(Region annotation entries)
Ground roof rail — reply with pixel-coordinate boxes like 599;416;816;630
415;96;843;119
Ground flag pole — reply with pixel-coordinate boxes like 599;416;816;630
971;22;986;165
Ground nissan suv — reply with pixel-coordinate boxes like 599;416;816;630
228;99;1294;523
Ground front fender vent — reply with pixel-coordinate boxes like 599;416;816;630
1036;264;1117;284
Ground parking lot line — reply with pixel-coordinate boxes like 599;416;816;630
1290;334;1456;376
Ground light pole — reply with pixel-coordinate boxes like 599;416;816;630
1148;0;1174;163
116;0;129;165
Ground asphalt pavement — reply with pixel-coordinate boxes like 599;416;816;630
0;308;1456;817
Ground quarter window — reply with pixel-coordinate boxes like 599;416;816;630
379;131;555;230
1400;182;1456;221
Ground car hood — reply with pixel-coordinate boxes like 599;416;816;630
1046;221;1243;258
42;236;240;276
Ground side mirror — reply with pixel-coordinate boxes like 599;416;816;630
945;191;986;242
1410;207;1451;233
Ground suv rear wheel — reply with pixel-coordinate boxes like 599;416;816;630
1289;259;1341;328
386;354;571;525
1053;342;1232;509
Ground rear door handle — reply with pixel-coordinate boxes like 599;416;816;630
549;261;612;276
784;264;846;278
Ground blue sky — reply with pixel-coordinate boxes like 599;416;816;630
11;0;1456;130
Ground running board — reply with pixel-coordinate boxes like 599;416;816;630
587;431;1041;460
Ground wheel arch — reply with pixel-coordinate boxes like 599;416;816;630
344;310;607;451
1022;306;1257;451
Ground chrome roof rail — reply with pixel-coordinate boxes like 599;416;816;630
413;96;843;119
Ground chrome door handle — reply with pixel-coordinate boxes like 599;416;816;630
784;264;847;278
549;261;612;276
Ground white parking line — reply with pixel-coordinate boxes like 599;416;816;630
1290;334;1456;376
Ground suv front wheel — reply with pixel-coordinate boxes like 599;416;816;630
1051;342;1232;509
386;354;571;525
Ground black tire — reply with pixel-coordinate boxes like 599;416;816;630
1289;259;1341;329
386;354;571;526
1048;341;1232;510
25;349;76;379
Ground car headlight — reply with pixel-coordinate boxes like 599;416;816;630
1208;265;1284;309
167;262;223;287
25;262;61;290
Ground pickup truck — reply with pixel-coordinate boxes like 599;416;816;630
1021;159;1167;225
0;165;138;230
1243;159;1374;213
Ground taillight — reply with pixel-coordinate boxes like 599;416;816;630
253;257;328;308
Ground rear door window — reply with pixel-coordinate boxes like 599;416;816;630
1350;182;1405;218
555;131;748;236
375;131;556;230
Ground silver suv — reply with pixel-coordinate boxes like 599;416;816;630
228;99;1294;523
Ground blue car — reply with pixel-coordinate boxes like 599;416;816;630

**Challenge**
Take the entries above and transcribe them in full.

**Expected answer**
Ground roof rail — reply with pixel-coordinate boxes like 599;416;816;630
415;96;843;119
Ground flag pole — reply with pixel-coordinate boxes like 599;416;816;630
971;22;986;165
Ground nissan suv — reply with pixel-coordinate boxes like 599;416;816;630
228;99;1294;523
Ground front fender vent — reply with pixel-coordinate boxes like 599;416;816;630
1036;264;1117;284
Ground parking lot line — reply with pixel-coordinate boxes like 599;416;816;630
1290;334;1456;376
Ground light pole — reply with pixel-coordinate boxes like 599;416;816;630
1148;0;1174;163
116;0;129;165
Ground asphalt pavement — reply with pixel-coordinate boxes like 599;416;816;630
0;308;1456;817
Ground quarter window — reply with pixel-coordinate boxes like 599;416;816;630
379;131;555;230
1400;182;1456;221
Ground car hood — reply with pixel-coordinate boxes like 599;416;816;630
1046;221;1243;258
42;236;240;276
Ground side mirror — reply with pixel-coordinate boxes like 599;416;816;630
945;191;986;242
1410;207;1451;233
Ground suv rear wheel — reply with pixel-coordinate boxes like 599;416;816;630
1289;259;1341;328
386;354;571;525
1053;342;1232;509
Ground rear door handle — reply with pixel-coordinate boxes like 599;416;816;630
549;261;612;276
784;264;846;278
Ground blue sky — reply with pixel-coordinate boxes like 599;416;816;630
11;0;1456;130
Ground running board — reply with pixel-coordinate boxes like 599;416;816;630
587;431;1041;460
Ground wheel arch — reply with pixel-coordinate boxes like 599;416;816;630
344;310;607;451
1022;306;1257;451
Ground chrome roof rail — reply with pixel-coordinate boxes like 599;416;816;630
413;96;843;119
Ground chrome door handle — reply with pixel-coordinate boxes like 599;416;816;630
784;264;847;278
549;261;612;276
Ground white parking line — reply with pixel-coordinate boxes like 599;416;816;630
1290;334;1456;376
Ground suv front wheel — reply with pixel-coordinate boxes like 599;416;816;630
1051;342;1232;509
386;354;571;525
Ground black tire — reply with pixel-coordinate boxes like 599;416;816;630
1289;259;1341;329
386;354;571;526
1048;341;1232;510
25;349;76;379
Ground car headlight — reply with pixel-coordinate boxes like 599;416;816;630
1208;265;1284;309
167;262;223;287
25;262;61;290
Ground pickup truck — reply with pixel-coordinate boxes like 599;416;816;630
1021;159;1167;225
0;165;138;230
1243;159;1374;213
Ground taillight — reply with pixel-coordinate boxes like 599;416;816;630
253;257;328;308
Ground rear door window — reply with pixel-coordinate boxes like 599;416;816;630
1350;182;1405;218
555;131;748;236
375;131;556;230
Ground silver suv — reply with pixel-coordinate boxes like 599;416;816;630
228;99;1294;523
Ground blue car — reply with pixel-coordinate boxes like 599;416;816;630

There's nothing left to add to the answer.